• WORK TO COMPLETE
Give the data a second time, exactly and in full.

>> begin INPUT FOR THIS TASK

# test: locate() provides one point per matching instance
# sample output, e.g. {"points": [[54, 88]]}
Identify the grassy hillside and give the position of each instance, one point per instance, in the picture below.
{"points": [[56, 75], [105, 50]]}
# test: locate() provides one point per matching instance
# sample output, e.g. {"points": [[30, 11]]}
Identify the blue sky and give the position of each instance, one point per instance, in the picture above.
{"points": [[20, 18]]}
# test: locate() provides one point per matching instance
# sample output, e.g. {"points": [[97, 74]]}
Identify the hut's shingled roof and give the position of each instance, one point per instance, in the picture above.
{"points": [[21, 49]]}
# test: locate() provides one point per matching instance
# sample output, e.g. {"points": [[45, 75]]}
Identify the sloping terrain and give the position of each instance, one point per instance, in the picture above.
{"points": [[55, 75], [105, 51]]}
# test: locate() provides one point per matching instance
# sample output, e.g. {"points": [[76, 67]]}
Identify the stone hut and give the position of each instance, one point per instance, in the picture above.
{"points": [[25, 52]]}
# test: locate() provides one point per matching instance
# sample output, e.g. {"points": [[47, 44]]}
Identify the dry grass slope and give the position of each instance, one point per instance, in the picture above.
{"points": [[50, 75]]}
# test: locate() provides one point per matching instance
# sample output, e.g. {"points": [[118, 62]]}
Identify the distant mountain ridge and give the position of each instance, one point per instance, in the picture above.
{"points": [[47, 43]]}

>> end INPUT FOR THIS TASK

• FINISHED EXERCISE
# test: locate() provides one point per matching instance
# sample output, e.g. {"points": [[54, 88]]}
Identify the grassy hillside and give the position of each instance, one point per instance, in the picture below.
{"points": [[56, 75], [105, 50]]}
# test: locate() provides one point per matching instance
# sample output, e.g. {"points": [[30, 11]]}
Identify the blue sky and give the position of each instance, one point per instance, in the picture above.
{"points": [[20, 18]]}
# test: locate() provides one point per matching instance
# sample output, e.g. {"points": [[97, 74]]}
Identify the hut's shingled roof and give the position of each instance, one point per instance, in the picture above.
{"points": [[21, 49]]}
# test: locate() provides one point per matching instance
# sample output, e.g. {"points": [[45, 75]]}
Identify the sloping terrain and give the position of each instance, one point per instance, in the picture above.
{"points": [[55, 75], [105, 51]]}
# test: locate() provides one point per matching instance
# sample output, e.g. {"points": [[76, 67]]}
Identify the stone hut and give the position of each instance, one point per instance, in the picture above.
{"points": [[25, 52]]}
# test: locate() provides one point per matching instance
# sample output, e.g. {"points": [[47, 44]]}
Identify the dry grass slope and give the position of each instance, one point per instance, in the picture above.
{"points": [[50, 75]]}
# test: locate() provides one point per matching instance
# sample output, e.g. {"points": [[118, 62]]}
Identify the distant mountain ridge and give the position of each instance, one point per instance, in the picture above.
{"points": [[47, 43]]}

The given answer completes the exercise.